◆ EXERCISE DIRECTIONS:
Restate word for word the lines beginning with the one that contains "like (166, 246)." and ending at the bottom of the records below, both included.
------ DATASET ------
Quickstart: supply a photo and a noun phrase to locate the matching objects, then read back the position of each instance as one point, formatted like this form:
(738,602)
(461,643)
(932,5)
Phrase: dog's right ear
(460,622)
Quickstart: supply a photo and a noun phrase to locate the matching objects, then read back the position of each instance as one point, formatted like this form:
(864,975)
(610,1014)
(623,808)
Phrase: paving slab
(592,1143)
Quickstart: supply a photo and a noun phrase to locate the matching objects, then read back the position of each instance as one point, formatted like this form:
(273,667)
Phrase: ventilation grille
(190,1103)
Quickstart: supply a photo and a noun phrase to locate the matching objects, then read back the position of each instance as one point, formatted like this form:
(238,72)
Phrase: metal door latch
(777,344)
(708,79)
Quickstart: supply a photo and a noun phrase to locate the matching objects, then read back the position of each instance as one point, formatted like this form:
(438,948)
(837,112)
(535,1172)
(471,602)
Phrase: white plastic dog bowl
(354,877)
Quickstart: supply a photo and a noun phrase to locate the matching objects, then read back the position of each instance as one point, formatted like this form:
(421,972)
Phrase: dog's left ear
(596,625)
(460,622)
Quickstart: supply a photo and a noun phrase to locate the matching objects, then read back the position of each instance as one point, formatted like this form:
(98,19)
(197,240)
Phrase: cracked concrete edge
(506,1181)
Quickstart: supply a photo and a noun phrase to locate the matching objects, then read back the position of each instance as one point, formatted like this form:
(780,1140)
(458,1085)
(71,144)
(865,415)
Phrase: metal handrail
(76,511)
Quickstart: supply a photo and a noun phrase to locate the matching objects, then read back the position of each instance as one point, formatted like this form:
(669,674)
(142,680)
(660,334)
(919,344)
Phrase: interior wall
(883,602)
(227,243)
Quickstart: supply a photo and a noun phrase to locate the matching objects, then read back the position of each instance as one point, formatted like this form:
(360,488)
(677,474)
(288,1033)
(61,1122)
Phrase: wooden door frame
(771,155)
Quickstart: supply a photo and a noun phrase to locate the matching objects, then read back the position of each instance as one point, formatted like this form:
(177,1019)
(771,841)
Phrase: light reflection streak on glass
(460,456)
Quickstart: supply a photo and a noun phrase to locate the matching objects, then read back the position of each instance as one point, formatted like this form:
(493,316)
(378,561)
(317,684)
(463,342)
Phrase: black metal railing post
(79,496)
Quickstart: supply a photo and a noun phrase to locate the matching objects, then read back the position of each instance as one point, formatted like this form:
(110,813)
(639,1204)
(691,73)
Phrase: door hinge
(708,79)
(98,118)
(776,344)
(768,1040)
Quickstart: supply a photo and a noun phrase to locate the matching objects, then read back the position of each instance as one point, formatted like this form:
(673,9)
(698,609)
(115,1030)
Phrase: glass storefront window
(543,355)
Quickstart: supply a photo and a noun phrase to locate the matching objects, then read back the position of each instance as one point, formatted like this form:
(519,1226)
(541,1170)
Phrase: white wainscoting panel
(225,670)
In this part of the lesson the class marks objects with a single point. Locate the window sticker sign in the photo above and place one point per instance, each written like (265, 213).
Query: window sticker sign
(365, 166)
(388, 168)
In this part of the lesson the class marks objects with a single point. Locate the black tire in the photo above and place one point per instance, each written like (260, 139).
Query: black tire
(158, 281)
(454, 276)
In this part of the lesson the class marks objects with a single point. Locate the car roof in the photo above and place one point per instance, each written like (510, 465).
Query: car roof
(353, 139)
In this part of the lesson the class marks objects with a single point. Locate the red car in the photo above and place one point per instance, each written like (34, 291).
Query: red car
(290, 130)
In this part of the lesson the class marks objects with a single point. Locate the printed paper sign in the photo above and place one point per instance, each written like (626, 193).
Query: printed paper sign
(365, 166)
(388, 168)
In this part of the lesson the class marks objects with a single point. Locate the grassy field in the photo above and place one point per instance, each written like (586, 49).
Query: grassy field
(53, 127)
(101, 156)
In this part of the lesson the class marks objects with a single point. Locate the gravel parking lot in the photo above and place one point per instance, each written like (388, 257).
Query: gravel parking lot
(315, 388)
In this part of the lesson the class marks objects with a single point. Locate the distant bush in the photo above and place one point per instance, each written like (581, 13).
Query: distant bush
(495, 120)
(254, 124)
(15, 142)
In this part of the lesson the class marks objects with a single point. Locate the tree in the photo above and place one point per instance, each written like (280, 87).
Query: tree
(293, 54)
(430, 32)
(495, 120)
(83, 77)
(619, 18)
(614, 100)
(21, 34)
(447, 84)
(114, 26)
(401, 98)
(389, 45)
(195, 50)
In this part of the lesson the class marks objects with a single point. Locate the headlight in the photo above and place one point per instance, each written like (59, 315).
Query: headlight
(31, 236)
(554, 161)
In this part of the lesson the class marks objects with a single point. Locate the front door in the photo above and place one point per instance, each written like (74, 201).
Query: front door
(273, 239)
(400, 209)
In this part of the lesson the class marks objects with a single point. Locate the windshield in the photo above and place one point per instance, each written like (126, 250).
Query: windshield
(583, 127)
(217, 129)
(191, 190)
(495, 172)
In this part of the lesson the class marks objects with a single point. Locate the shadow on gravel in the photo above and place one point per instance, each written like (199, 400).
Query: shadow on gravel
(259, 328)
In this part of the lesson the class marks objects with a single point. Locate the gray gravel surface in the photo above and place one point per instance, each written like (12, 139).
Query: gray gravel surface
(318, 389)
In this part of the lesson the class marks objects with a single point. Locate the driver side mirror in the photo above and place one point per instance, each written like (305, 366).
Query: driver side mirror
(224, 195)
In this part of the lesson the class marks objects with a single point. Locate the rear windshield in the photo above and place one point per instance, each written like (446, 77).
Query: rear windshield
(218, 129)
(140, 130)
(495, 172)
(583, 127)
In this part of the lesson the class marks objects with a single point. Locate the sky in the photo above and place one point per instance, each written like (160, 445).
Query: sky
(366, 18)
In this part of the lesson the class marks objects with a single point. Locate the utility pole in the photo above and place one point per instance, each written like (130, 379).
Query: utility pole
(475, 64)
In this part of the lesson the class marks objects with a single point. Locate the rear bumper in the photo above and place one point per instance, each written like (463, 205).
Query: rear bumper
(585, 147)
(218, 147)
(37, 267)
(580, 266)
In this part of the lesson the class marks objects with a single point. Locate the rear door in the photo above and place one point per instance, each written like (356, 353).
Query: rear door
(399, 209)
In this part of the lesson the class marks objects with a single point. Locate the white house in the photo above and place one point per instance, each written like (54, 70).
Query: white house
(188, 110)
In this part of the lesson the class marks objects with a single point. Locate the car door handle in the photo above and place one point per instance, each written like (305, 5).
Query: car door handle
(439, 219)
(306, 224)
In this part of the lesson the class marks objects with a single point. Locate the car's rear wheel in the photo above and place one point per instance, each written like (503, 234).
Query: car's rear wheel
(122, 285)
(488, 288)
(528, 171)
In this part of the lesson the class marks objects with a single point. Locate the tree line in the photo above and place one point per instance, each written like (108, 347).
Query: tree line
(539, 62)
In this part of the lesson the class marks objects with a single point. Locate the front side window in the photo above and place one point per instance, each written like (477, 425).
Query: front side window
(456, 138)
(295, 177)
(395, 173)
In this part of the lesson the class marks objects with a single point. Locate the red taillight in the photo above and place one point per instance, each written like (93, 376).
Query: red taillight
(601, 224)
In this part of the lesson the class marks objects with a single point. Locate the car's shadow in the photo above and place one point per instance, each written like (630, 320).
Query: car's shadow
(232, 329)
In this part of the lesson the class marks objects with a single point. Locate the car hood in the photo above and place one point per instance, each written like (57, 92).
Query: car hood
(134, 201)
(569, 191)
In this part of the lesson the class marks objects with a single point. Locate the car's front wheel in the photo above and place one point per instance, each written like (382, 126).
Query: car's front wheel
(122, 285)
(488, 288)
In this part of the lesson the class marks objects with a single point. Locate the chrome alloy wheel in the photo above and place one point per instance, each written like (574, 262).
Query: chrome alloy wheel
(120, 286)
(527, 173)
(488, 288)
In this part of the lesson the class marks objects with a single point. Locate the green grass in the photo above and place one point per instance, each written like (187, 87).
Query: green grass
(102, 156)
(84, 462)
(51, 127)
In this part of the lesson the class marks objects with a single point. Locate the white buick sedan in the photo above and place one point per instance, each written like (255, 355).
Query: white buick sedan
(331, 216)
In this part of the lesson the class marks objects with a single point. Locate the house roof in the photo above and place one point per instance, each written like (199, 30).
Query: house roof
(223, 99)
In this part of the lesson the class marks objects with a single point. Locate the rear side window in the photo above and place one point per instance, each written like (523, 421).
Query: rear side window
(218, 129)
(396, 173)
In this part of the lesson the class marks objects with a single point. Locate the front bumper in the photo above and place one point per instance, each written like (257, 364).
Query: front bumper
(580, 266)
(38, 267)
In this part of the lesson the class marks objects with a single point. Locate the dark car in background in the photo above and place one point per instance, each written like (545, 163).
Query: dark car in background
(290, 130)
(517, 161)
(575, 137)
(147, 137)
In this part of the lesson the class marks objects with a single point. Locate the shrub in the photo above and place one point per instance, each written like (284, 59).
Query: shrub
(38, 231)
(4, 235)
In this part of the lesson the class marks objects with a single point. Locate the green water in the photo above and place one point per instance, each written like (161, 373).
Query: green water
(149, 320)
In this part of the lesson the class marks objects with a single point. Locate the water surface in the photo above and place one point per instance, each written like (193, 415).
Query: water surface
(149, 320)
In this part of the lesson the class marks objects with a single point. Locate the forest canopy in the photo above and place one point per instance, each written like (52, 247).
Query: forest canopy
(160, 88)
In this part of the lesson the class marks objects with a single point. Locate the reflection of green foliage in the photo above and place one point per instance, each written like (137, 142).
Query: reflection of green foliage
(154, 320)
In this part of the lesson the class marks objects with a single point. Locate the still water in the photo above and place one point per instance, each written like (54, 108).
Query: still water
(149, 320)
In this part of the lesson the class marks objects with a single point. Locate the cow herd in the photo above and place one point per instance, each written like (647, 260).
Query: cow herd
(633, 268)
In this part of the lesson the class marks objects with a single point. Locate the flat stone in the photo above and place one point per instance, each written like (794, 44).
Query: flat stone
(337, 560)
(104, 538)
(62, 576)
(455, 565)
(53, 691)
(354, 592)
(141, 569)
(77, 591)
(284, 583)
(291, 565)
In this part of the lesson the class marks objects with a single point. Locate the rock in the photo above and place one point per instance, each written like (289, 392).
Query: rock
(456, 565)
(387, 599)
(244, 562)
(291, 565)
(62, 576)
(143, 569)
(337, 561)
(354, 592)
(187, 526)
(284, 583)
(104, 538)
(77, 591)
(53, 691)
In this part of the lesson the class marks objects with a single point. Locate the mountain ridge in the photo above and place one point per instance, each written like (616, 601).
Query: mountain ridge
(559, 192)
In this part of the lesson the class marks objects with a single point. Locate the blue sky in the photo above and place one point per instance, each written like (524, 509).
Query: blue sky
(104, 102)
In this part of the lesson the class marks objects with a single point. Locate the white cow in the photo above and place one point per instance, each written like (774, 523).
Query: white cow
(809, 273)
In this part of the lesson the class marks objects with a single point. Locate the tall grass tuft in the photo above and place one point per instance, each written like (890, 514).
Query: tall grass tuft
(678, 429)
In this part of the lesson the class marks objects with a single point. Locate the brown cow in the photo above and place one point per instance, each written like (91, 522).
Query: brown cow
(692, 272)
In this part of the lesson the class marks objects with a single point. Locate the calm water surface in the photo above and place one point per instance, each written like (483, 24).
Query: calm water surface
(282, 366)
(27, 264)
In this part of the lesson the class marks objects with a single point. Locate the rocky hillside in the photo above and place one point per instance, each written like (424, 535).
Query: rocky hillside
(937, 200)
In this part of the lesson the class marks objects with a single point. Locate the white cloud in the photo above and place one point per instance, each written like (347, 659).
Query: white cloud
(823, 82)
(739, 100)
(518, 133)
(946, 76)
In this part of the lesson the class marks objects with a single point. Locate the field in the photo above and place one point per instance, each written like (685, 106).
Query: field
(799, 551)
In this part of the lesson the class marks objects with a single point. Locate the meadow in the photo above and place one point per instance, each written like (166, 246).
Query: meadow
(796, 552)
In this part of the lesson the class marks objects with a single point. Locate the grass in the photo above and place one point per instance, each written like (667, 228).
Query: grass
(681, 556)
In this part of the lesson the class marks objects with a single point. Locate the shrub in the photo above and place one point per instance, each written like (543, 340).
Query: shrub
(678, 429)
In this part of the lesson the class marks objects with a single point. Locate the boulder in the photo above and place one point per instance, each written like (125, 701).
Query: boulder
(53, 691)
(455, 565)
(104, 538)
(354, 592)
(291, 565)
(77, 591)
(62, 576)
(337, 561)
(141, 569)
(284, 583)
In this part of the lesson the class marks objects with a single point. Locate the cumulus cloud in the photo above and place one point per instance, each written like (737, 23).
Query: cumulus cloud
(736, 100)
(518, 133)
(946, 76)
------
◆ EXERCISE RESULT:
In this part of the lesson the class marks objects with a single point. Locate the meadow in the photo above and place one point per instance, each written like (166, 246).
Query: meadow
(796, 552)
In this part of the lesson the class marks objects with a single point. Locate the grass in the photo above and place one point per instance, each written like (667, 228).
Query: grass
(681, 556)
In this part of the lesson the class marks objects with a single point. Locate the shrub in the photo above and place one point per instance, each written like (543, 340).
Query: shrub
(678, 429)
In this part of the lesson the class marks objects with a single point. Locate the boulder in the photo above and place one point per instance, each written like (125, 701).
Query: boulder
(53, 691)
(455, 565)
(104, 538)
(354, 592)
(291, 565)
(77, 591)
(62, 576)
(337, 561)
(141, 569)
(284, 583)
In this part of the lesson the class marks objects with a single point. Locate the cumulus cloud in the photo above and place one point per instance, each written like (737, 23).
Query: cumulus cloud
(736, 100)
(518, 133)
(946, 76)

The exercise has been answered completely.